# [任务 1]
在下方记录中找出所有含有字符串“fence”的行，并把这些行逐一报告出来。

1 介绍

1.1 简介

　　在Elasticsearch下，一个文档除了有数据之外，它还包含了元数据(Metadata)。每创建一条数据时，都会对元数据进行写入等操作，当然有些元数据是在创建mapping的时候就会设置

　　它里面定义了每个添加的doc的处理方式。类似于数据库的表结构数据

1.2 元数据

2 _all

2.1 简介

　　_all字段是把其它字段拼接在一起的超级字段，所有的字段用空格分开，_all字段会被解析和索引，但是不存储。当你只想返回包含某个关键字的文档但是不明确地搜某个字段的时候就需要使用_all字段。

　　注意，在6.0.0中已弃用。

2.2 使用copy_to实现和_all一样的功能

1）添加mapping

　　字段full_content是其它三个字段拼接起来的

PUT mytest2
{
  "mappings": {
      "properties": {
        "title": {
          "type":    "text",
          "copy_to": "full_content" 
        },
        "name": {
          "type":    "text",
          "copy_to": "full_content" 
        },
        "desc": {
          "type":    "text",
          "copy_to": "full_content" 
        },
        "full_content": {
          "type":    "text"
        }
    }
  }
}

2）添加数据

PUT mytest2/_doc/1
{
  "title":"JAVA a",
  "name":"JON",
  "desc":"JAVA niu bi"
}

3）查询带有JAVA的数据

GET mytest2/_search
{
  "query": {
    "match": {
      "full_content": "JAVA"
    }
  }
}

3 _field_names

3.1 简介

　　_field_names字段用来存储文档中的所有非空字段的名字。这个字段常用于exists查询

　　注意：由于_field_names引入了一些索引时间开销，因此，如果要优化索引速度并且不需要exists查询，则可能需要禁用此字段

3.2 示例

1）添加数据

PUT mytest2/_doc/2
{
  "title": "This is a document"

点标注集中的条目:
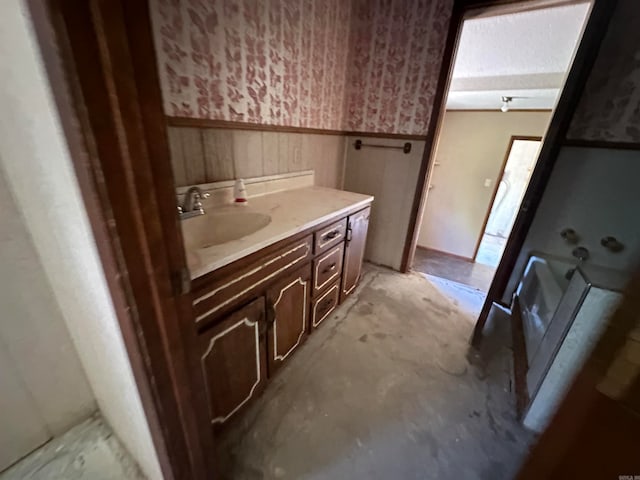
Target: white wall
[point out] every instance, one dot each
(41, 178)
(391, 176)
(33, 332)
(471, 148)
(595, 192)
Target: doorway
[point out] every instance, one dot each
(520, 160)
(502, 92)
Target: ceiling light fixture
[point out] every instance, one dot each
(505, 103)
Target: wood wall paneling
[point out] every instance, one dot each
(204, 155)
(218, 154)
(247, 154)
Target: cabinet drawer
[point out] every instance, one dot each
(327, 268)
(225, 292)
(330, 236)
(324, 304)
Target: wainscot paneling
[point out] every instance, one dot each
(204, 155)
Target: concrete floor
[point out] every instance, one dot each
(386, 389)
(89, 451)
(455, 269)
(468, 300)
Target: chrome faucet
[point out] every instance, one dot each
(192, 206)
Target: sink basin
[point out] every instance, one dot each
(218, 228)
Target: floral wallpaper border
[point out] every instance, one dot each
(341, 65)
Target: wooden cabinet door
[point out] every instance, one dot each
(354, 250)
(287, 314)
(233, 361)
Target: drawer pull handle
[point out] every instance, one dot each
(330, 268)
(331, 235)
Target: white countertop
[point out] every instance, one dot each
(291, 211)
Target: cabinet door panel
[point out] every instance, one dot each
(354, 250)
(324, 304)
(233, 361)
(288, 313)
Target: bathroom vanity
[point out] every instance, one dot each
(256, 298)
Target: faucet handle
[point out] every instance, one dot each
(197, 204)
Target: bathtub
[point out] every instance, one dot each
(543, 283)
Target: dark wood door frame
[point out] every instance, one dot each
(495, 188)
(100, 61)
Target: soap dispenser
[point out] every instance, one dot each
(240, 192)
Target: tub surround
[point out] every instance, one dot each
(562, 321)
(291, 211)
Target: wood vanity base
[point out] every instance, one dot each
(254, 314)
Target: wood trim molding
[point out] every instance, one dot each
(497, 110)
(109, 66)
(497, 184)
(231, 125)
(575, 142)
(508, 7)
(49, 22)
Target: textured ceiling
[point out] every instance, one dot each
(520, 54)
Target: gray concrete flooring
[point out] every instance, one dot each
(387, 388)
(458, 270)
(89, 451)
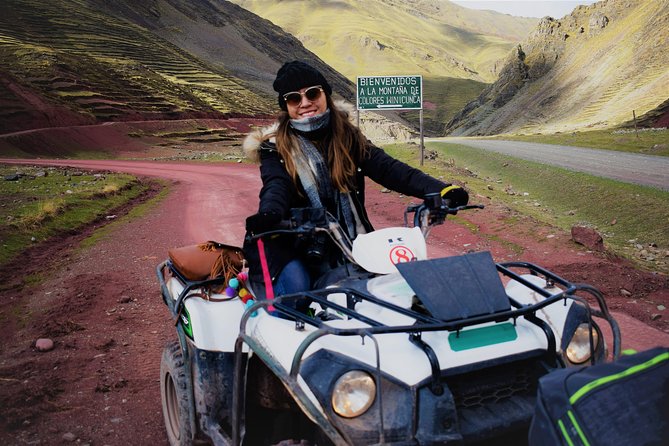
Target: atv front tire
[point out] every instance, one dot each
(174, 397)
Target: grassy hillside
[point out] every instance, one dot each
(376, 37)
(443, 97)
(589, 70)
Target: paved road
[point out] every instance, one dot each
(647, 170)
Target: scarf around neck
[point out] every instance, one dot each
(314, 173)
(312, 123)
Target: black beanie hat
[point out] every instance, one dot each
(295, 75)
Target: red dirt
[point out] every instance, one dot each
(102, 306)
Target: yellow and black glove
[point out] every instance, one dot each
(454, 196)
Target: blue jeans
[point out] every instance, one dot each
(294, 278)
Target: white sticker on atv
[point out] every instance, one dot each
(381, 250)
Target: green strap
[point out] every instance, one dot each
(607, 379)
(578, 428)
(564, 433)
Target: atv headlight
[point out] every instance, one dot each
(353, 394)
(578, 350)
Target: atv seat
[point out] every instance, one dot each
(458, 287)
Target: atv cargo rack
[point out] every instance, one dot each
(425, 321)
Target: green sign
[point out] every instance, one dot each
(390, 93)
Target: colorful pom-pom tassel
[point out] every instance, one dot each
(247, 305)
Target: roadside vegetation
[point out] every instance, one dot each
(647, 141)
(443, 97)
(37, 203)
(632, 219)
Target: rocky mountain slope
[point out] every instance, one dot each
(434, 38)
(68, 62)
(590, 69)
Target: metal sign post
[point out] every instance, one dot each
(392, 93)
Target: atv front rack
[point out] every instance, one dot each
(424, 323)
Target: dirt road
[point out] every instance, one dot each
(103, 309)
(647, 170)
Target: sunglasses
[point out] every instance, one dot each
(294, 98)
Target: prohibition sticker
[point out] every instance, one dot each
(401, 254)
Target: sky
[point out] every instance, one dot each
(527, 8)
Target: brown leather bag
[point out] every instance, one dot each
(207, 260)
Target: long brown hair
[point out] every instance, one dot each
(346, 146)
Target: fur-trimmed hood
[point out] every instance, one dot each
(254, 140)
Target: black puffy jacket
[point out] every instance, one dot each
(279, 194)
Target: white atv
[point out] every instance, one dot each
(396, 349)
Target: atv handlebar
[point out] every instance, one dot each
(433, 211)
(304, 221)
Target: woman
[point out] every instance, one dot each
(314, 157)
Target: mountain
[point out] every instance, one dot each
(591, 69)
(435, 38)
(68, 62)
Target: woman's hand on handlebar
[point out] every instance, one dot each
(263, 222)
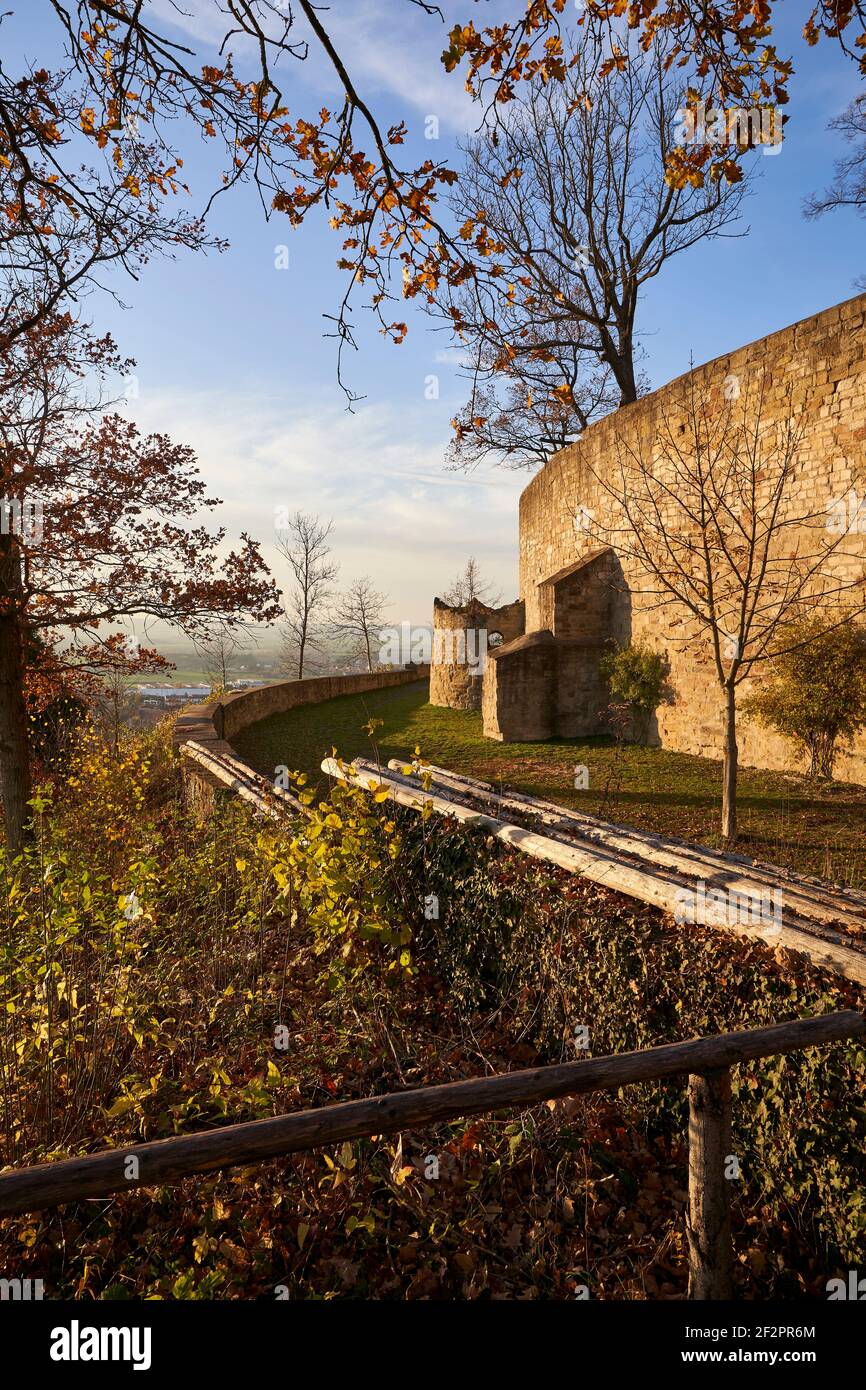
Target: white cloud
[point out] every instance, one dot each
(398, 514)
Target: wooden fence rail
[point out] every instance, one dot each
(706, 1062)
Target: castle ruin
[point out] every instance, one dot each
(544, 680)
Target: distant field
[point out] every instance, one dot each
(786, 819)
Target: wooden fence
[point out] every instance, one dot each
(705, 1061)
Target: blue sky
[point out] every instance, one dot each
(231, 356)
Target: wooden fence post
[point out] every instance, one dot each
(711, 1255)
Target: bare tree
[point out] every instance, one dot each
(524, 414)
(567, 214)
(313, 573)
(470, 585)
(848, 186)
(719, 530)
(359, 615)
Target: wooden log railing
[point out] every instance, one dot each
(705, 1061)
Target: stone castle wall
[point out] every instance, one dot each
(813, 371)
(459, 648)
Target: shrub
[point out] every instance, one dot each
(637, 677)
(551, 952)
(816, 694)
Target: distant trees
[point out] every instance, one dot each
(96, 528)
(218, 649)
(469, 587)
(567, 214)
(815, 691)
(313, 576)
(848, 186)
(720, 538)
(359, 615)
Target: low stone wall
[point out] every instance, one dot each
(216, 723)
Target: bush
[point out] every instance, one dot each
(551, 954)
(816, 694)
(637, 677)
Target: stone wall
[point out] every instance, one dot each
(217, 722)
(546, 684)
(813, 371)
(459, 648)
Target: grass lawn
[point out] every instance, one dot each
(783, 818)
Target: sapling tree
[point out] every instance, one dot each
(723, 538)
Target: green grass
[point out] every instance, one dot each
(783, 818)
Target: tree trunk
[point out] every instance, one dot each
(709, 1204)
(729, 776)
(14, 742)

# [任务 2]
接着上方那篇介绍Elasticsearch元数据的文章往下写，从文中最后一句之后开始。

# [练习结果 1]
Target: wooden fence rail
Target: wooden fence
Target: wooden fence post

# [练习结果 2]
}

PUT mytest2/_doc/3
{
  "title": "This is another document",
  "body": "This document has a body"
}

2）通过exists查询

　　查询body字段非空的数据

GET mytest2/_search
{
  "query": {
    "exists": {
      "field": "body"
    }
  }
}

　　查询结果

{
  "took" : 1,
  "timed_out" : false,
  "_shards" : {
    "total" : 1,
    "successful" : 1,
    "skipped" : 0,
    "failed" : 0
  },
  "hits" : {
    "total" : {
      "value" : 1,
      "relation" : "eq"
    },
    "max_score" : 1.0,
    "hits" : [
      {
        "_index" : "mytest2",
        "_type" : "_doc",
        "_id" : "3",
        "_score" : 1.0,
        "_source" : {
          "title" : "This is another document",
          "body" : "This document has a body"
        }
      }
    ]
  }
}

4 _id

4.1 简介

　　每个文档都有一个_id唯一标识它的索引，以便可以使用GET API或 ids query查找文档。

　　不指定的话，es也会默认生成一个id字符串。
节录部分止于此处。